**Written problem**
Begin with the line containing "Q: Pick out each instance of the bare" and copy each line exactly through the last line of the entries, inclusive.
─── Excerpted records
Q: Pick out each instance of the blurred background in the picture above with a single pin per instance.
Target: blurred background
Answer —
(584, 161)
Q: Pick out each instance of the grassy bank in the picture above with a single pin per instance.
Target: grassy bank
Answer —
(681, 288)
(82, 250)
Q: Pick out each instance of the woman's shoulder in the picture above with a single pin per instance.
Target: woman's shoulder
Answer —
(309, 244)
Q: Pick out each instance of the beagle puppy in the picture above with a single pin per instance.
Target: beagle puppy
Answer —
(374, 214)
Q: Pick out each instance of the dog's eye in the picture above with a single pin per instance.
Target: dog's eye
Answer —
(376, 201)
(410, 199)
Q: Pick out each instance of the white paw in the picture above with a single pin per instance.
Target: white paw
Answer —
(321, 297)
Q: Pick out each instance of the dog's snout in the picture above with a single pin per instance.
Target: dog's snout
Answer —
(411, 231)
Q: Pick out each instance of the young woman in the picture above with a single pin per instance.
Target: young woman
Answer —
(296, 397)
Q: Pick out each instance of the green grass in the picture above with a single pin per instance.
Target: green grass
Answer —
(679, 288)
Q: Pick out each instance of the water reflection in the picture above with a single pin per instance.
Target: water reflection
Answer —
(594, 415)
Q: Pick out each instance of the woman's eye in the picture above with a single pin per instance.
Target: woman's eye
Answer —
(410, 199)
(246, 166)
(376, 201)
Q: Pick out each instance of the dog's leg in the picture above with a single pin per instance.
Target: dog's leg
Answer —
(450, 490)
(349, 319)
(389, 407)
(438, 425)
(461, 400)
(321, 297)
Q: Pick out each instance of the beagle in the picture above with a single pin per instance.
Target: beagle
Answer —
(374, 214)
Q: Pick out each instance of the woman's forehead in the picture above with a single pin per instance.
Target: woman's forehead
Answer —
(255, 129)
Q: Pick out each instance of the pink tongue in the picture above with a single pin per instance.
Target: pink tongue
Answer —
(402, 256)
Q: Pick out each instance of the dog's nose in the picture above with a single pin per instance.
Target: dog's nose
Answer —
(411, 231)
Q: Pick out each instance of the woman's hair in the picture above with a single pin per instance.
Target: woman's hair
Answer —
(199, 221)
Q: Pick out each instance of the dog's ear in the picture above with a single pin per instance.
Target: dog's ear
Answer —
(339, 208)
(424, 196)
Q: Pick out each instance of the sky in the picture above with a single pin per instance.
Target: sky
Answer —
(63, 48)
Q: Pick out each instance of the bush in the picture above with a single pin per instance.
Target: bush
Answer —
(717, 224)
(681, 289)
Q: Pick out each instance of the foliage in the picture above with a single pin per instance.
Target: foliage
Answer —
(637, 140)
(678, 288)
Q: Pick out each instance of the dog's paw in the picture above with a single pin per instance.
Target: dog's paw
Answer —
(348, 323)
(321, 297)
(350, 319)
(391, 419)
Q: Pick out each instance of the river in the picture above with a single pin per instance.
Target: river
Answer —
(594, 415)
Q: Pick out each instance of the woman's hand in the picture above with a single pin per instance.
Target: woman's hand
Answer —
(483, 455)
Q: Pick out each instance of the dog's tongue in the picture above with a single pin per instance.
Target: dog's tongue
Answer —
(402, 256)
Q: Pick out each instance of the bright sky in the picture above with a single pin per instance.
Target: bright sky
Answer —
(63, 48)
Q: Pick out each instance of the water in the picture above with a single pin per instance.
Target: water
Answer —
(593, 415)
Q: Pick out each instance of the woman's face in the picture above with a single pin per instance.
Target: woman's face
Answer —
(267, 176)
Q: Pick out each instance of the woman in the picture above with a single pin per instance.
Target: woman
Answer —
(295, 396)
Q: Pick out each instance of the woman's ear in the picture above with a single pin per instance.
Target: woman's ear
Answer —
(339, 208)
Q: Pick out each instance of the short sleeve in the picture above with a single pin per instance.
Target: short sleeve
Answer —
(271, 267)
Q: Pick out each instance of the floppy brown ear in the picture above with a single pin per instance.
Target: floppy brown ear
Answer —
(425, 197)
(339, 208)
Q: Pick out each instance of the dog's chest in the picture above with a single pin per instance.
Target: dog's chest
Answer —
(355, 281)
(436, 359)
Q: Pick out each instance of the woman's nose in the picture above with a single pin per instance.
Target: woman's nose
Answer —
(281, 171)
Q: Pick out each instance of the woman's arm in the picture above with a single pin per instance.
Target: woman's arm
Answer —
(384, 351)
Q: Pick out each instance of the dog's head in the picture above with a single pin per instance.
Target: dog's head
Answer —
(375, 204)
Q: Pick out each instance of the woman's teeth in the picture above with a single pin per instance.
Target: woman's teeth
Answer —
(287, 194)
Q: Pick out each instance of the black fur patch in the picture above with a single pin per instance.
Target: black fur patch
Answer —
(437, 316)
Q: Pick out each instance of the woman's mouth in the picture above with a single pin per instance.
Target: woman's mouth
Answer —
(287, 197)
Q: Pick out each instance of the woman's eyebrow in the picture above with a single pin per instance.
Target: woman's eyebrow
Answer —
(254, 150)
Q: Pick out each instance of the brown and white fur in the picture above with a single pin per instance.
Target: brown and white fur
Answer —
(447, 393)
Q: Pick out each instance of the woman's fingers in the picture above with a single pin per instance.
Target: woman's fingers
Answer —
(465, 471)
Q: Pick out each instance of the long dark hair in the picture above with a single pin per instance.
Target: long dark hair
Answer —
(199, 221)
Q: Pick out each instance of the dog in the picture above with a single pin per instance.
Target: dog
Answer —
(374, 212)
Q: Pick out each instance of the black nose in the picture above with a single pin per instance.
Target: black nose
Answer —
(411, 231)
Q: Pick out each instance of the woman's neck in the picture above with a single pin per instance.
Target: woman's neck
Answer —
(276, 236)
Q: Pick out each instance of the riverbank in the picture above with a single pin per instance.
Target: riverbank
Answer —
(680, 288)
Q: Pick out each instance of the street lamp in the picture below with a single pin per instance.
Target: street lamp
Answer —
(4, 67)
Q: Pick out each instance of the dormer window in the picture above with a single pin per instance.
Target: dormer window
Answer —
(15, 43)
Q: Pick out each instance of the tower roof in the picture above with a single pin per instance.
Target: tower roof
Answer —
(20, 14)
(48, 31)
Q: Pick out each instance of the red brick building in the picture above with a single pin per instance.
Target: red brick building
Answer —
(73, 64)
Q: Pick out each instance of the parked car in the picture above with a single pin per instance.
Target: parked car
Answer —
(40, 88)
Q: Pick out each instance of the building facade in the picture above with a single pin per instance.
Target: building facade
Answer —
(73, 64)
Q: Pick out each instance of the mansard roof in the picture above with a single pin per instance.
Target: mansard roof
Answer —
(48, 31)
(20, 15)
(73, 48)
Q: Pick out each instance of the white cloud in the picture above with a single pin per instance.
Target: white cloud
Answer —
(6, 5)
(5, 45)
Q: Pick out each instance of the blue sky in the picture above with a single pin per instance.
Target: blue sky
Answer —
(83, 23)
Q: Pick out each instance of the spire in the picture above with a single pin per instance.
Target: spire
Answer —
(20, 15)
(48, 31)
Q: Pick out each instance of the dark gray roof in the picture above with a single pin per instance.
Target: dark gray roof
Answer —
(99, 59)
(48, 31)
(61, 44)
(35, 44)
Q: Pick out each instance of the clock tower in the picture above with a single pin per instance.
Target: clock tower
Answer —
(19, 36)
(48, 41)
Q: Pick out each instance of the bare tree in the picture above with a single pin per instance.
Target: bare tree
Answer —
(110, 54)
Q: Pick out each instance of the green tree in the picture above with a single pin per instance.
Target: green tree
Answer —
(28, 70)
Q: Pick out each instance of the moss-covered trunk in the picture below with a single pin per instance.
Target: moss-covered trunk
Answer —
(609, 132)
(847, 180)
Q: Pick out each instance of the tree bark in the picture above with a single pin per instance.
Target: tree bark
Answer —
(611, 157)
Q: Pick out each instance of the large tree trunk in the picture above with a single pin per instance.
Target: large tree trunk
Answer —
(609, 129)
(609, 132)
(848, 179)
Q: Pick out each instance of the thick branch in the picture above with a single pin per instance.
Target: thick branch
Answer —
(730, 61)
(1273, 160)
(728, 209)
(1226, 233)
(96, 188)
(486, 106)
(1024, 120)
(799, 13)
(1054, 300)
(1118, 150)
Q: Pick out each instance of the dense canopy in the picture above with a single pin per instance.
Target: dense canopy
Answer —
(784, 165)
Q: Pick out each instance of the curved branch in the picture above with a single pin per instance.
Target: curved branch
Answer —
──────
**The reply**
Q: Pick out each instance of the bare tree in the picture above with a single pin per instance.
Target: bare tree
Answer —
(110, 54)
Q: Pick out each instance of the green tree in the picture above with a single pin per instance.
Target: green tree
Answer —
(28, 70)
Q: Pick out each instance of the moss-covered trunk in the picture below with a single pin per instance.
Target: moss-covered trunk
Answer —
(609, 132)
(847, 180)
Q: Pick out each instance of the tree bark in the picture above with a single pin per instance.
Target: tree bark
Answer —
(611, 157)
Q: Pick out each instance of the large tree trunk in the picture above with a single pin per instance.
Target: large tree trunk
Answer —
(609, 129)
(609, 132)
(848, 179)
Q: Pick out each instance of the thick branch in the picture above with a single pin per instance.
Target: thick branch
Answer —
(730, 61)
(1273, 160)
(728, 209)
(1226, 233)
(96, 188)
(486, 106)
(1024, 120)
(799, 13)
(1054, 300)
(1118, 150)
Q: Pick out each instance of the dense canopy in the picture above with a single pin per instance.
Target: dense canopy
Answer —
(784, 165)
Q: Pick out each instance of the curved branch in the picture above with a single pin per instance.
Target: curved branch
Answer —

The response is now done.